— Written exercise —
Copy the listing below word for word, starting at its first line and ending at the line that contains "x=223 y=229", with both of those lines included.

━━ Records supplied

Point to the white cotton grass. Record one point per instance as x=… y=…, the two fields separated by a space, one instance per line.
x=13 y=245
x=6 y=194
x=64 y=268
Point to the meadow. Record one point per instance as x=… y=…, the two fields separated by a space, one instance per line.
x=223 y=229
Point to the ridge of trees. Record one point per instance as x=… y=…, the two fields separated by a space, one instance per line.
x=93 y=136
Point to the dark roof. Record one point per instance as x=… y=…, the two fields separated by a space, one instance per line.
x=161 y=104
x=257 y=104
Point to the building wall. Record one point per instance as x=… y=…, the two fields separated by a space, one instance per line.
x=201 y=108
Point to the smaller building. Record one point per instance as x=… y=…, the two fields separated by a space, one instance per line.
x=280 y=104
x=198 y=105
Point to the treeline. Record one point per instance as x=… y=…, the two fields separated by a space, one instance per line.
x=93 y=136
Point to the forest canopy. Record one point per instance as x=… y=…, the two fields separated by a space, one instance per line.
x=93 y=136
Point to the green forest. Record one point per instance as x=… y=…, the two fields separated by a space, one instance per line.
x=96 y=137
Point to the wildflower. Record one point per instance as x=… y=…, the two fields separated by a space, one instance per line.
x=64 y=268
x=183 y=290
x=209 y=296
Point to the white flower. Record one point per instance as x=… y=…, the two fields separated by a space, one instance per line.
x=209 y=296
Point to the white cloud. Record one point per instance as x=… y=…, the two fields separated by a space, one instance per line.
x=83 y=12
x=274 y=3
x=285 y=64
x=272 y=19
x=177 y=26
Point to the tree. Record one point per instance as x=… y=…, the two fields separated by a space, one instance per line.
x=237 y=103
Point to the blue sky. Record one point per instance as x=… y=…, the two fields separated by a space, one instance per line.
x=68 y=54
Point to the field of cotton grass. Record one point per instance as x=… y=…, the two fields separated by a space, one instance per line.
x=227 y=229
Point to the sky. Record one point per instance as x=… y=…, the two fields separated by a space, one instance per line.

━━━━

— Reply —
Point to the white cotton grass. Record one point per instance as x=… y=…, the two fields separated by a space, one instance per line.
x=13 y=245
x=6 y=194
x=64 y=268
Point to the meadow. Record one point per instance as x=… y=…, the two fields separated by a space, one instance per line.
x=223 y=229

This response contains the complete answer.